Lay out the lines below from the line with "of the blue" up to and including the line with "Target: blue sky" as a JSON list of strings, one string per line, with blank lines omitted.

— BEGIN Source data —

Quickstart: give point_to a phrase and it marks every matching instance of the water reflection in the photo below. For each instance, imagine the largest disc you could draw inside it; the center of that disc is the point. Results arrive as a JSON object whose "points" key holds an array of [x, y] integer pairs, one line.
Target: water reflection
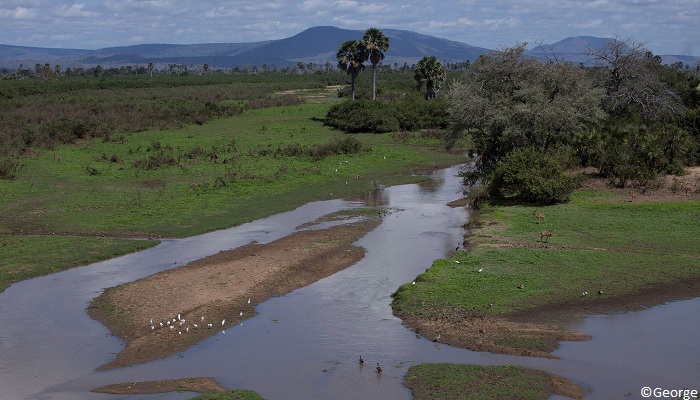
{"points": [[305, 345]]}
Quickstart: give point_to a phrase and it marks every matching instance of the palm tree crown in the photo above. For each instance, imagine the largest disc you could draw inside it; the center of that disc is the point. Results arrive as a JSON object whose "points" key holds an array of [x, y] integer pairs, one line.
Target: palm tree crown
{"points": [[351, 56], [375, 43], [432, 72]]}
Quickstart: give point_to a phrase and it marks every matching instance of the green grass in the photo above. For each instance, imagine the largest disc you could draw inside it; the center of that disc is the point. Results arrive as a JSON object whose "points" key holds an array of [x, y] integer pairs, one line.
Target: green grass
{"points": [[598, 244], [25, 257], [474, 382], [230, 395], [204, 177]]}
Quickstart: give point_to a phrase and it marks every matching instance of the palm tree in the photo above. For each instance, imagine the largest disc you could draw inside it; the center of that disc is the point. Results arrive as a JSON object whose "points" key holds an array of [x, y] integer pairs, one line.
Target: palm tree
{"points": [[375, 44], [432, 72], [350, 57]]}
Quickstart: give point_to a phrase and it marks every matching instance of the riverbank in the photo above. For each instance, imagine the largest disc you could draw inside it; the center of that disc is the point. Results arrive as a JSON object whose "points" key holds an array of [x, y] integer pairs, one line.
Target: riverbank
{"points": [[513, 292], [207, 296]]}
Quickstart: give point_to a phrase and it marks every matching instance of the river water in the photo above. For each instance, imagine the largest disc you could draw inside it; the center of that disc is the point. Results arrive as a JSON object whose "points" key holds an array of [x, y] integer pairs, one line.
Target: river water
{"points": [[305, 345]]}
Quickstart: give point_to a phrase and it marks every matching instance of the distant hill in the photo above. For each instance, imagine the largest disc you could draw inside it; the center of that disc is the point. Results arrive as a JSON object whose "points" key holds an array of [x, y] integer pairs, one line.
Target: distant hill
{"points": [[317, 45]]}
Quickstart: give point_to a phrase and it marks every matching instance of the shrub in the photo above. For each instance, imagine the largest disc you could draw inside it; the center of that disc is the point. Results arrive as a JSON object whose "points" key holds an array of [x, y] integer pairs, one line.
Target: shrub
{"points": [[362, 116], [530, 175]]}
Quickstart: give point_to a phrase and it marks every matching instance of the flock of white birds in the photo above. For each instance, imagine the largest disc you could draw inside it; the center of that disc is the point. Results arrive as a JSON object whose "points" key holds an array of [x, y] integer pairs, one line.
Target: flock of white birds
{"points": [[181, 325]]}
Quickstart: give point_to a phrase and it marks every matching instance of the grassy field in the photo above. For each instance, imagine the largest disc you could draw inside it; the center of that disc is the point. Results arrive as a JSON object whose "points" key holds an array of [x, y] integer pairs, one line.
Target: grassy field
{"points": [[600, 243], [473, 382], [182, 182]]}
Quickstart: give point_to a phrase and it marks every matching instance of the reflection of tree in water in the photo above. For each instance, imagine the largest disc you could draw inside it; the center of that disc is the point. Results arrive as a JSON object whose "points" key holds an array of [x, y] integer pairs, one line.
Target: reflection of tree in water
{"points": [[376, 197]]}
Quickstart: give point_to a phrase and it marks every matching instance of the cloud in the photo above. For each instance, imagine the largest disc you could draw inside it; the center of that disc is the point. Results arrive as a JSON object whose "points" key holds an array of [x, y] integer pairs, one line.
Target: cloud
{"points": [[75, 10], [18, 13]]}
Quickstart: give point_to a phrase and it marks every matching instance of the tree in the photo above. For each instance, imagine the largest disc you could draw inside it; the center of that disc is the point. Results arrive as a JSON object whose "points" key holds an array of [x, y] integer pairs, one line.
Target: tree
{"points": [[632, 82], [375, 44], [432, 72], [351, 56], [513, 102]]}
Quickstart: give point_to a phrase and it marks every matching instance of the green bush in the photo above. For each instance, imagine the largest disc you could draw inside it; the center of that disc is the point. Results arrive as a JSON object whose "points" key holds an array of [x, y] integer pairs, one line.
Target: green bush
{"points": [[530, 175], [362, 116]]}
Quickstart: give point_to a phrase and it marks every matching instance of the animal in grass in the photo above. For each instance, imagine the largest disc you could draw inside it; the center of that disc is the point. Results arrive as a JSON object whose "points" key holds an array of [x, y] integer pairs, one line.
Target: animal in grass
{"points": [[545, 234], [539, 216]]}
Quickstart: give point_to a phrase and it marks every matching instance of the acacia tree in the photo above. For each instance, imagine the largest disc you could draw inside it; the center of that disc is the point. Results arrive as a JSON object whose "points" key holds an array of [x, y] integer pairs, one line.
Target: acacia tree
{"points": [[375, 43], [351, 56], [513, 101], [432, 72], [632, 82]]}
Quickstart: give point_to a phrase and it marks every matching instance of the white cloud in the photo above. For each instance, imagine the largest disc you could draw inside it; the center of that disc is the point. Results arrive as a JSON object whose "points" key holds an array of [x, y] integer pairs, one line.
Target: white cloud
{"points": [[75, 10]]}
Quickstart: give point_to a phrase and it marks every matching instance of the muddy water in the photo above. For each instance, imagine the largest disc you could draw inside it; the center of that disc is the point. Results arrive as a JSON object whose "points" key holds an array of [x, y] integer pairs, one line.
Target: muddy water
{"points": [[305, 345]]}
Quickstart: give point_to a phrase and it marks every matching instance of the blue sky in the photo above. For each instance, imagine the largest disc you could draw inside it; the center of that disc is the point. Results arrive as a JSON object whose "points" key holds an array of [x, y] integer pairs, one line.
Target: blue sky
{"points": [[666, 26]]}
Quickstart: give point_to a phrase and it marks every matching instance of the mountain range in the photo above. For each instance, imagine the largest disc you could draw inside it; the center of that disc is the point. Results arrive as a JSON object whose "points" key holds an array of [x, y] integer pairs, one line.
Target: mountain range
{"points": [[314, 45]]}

— END Source data —

[Response to the exercise]
[
  "Quickstart: give point_to a phrase and it marks every matching instance of the blue sky in the photo above. For each instance, imagine the largest disc you could draw inside it; the center of that disc is the point. Results arrive as a JSON object whose \"points\" key holds an array of [x, y] integer pairs, one line.",
  "Target: blue sky"
]